This preparation script uses tiktoken
encoding from OpenAI, with the gpt2
setting.
The script to obtain the text and the text itself can be found in the obtaintext.py folder of this repo.
You can download the text from here (sah256 b5d4fe2899431bed3b9f16c1a4773b5088094c5e7c03e77431affffd869e2d3c), at the moment anyway!
I will use the train_shakespeare_char.py as the basis for the parameters, which defines a baby GPT model. I will double the size of the n_embd
to 768 since we are now using bigger tokens and not just characters.
I will increase max_iters
to 100000 to get more training done on both models. And increase lr_decay_iters
to be consistent too.
In summary
Parameter | Value | Meaning |
---|---|---|
gradient_accumulation_steps | 1 | Number of forward passes per iteration to perform |
batch_size | 64 | Number of examples to use to simulataneously train the network |
block_size | 256 | Number of tokens entering the model |
n_layer | 6 | Number of layers of transformer blocks |
n_head | 6 | Number of attention heads |
n_embd | 768 | Size of trained vector representing each token |
dropout | 0.2 | Proportion of randomly selected parameters to not update on each step |
learning_rate | 1e-3 | Control how big the updates are |
max_iters | 1000000 | Number of iterations |
decay_lr | True | whether to decay learning rate |
warmup_iters | 100 | During warm up iterations it ramps up from 0 to min_lr linearly |
lr_decay_iters | 1000000 | After this number of iters, stop cosine decay and stick to min_lr |
min_lr | 1e-4 | Minimum learning rate |
beta1 | 0.9 | beta1 for AdamW |
beta2 | 0.99 | beta2 for AdamW |
bias | False | do we use bias inside LayerNorm and Linear layers? |
grad_clip | 1.0 | clip gradients at this value |
backend | nccl | torch backend type; nccl is best for gpu |
device | cuda | device to run calculations on |
dtype | bfloat16 | datatype to use in tensors |
compile | true | torch performanc optimization |
I have reviewed he following code, taken from https://github.com/softmax1/EsperBERTo/blob/7d2d5ed8695b95ade6bcbe21b7ce981b3c9394d7/src/functional.py#L7, and I will probably use this (subject to license being published).
def softmax_n_shifted_zeros(input: Tensor, n: int) -> Tensor:
"""
$\text(softmax)_n(x_i) = exp(x_i) / (n + \sum_j exp(x_j))$
Note: softmax_n, with fixed input, is _not_ shift-symmetric when n != 0, and we must account for this.
Normally when computing a softmax, the maxes are subtracted from the inputs for numeric stability.
"""
# compute the maxes along the last dimension
input_maxes = input.max(dim=-1, keepdim=True).values
# shift the input to prevent overflow (and underflow in the denominator)
shifted_inputs = subtract(input, input_maxes)
# compute the numerator and softmax_0 denominator using the shifted input
numerator = exp(shifted_inputs)
original_denominator = numerator.sum(dim=-1, keepdim=True)
# we need to shift the zeros in the same way we shifted the inputs
shifted_zeros = multiply(input_maxes, -1)
# and then add this contribution to the denominator
denominator = add(original_denominator, multiply(exp(shifted_zeros), n))
return divide(numerator, denominator)
Todo: It might be worth figuring out the most efficient backprop for this?
Todo: Describe the changes to the model.py
I will be using modal.com to train and evaluate the model.
The script experiment.py uses modal to perform the init and training steps on a cloud gpu.
Usage:
modal token new
modal run experiment.py:init
modal run experiment.py:train
I won't use perplexity to compare the models as we don't expect it to change. However it will be recorded and might be interesting.
I will use the method here to measure kurtosis: https://github.com/softmax1/softmax1
for name, param in model.named_parameters():
mean = param.data.mean()
diffs = param.data - mean
var = torch.mean(torch.pow(diffs, 2.0))
std = torch.pow(var, 0.5)
zscores = diffs / std
skews = torch.mean(torch.pow(zscores, 3.0))
kurtosis = torch.mean(torch.pow(zscores, 4.0)) - 3.0
I will then, time permitting, see what compressability looks like, i.e. what if we quantize the model?

• [Exercise brief]
Set down the part of the training notes above that starts with "original_denominator = numerator.sum(dim=-1, keepdim=True)" and goes on through "evaluate the model.", word for word.

Stored data entries
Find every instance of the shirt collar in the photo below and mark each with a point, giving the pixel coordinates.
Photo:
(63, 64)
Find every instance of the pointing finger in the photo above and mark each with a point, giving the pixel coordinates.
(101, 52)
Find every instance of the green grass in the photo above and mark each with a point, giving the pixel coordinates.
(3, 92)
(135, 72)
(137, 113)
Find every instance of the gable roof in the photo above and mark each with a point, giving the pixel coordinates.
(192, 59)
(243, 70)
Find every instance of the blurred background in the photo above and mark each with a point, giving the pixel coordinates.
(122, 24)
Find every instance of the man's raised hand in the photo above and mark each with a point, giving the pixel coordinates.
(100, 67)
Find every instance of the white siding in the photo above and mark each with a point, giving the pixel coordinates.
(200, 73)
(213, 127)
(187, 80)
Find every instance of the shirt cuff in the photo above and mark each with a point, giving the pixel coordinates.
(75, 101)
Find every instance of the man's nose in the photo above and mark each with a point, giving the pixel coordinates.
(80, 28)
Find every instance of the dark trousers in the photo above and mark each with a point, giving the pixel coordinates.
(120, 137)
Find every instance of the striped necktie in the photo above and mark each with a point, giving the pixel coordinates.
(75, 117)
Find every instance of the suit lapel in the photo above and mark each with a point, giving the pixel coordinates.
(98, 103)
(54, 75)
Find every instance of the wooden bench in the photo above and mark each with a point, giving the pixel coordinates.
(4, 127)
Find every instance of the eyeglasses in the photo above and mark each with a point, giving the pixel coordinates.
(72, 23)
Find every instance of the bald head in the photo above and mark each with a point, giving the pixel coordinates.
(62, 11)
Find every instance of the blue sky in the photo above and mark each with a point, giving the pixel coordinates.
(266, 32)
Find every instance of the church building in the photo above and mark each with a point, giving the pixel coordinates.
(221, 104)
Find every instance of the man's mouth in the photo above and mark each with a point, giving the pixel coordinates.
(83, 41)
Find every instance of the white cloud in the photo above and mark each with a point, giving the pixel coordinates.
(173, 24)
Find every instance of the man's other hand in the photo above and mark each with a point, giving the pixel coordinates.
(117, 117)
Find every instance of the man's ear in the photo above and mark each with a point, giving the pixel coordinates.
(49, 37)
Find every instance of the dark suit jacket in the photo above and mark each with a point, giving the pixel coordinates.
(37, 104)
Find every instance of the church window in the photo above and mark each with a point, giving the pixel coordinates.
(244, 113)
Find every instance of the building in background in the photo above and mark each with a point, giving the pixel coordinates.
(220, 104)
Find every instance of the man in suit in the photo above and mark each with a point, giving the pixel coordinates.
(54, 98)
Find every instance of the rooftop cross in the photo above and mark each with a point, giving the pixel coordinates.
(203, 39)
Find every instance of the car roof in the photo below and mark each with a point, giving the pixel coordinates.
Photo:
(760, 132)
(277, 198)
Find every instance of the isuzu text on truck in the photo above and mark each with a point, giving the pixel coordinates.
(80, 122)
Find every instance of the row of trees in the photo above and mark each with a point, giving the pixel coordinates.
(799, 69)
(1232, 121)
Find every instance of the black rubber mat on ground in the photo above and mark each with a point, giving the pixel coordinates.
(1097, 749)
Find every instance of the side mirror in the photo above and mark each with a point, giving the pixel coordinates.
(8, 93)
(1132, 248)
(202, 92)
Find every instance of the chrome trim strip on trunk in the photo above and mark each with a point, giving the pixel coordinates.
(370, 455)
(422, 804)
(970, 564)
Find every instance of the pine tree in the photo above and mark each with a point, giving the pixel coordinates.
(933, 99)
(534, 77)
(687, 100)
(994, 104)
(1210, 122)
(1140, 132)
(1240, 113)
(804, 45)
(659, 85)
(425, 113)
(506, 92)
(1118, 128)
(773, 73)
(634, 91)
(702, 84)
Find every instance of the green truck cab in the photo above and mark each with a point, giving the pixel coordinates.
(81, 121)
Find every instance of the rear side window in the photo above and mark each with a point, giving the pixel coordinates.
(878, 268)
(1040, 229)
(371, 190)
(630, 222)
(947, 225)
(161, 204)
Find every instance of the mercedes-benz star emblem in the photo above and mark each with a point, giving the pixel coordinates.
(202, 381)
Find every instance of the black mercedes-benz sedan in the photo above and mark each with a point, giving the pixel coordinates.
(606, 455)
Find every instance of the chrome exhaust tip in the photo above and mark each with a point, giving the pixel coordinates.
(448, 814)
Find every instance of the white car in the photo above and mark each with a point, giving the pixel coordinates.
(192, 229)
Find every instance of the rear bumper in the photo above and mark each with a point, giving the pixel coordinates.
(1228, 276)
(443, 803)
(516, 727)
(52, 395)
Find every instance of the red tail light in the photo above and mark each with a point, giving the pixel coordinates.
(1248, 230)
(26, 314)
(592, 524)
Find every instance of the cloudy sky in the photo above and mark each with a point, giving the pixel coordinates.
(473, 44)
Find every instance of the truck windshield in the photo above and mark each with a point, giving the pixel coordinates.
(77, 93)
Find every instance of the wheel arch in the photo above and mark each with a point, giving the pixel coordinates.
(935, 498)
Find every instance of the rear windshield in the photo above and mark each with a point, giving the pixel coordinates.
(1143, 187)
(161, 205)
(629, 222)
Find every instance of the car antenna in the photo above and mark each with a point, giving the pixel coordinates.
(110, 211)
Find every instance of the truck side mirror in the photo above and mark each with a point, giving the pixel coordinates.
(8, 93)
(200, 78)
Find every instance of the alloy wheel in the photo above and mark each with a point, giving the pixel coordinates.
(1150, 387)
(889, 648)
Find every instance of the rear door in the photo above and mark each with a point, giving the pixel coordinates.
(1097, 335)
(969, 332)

• [Answer for this exercise]
original_denominator = numerator.sum(dim=-1, keepdim=True)
# we need to shift the zeros in the same way we shifted the inputs
shifted_zeros = multiply(input_maxes, -1)
# and then add this contribution to the denominator
denominator = add(original_denominator, multiply(exp(shifted_zeros), n))
return divide(numerator, denominator)
Todo: It might be worth figuring out the most efficient backprop for this?
Todo: Describe the changes to the model.py
I will be using modal.com to train and evaluate the model.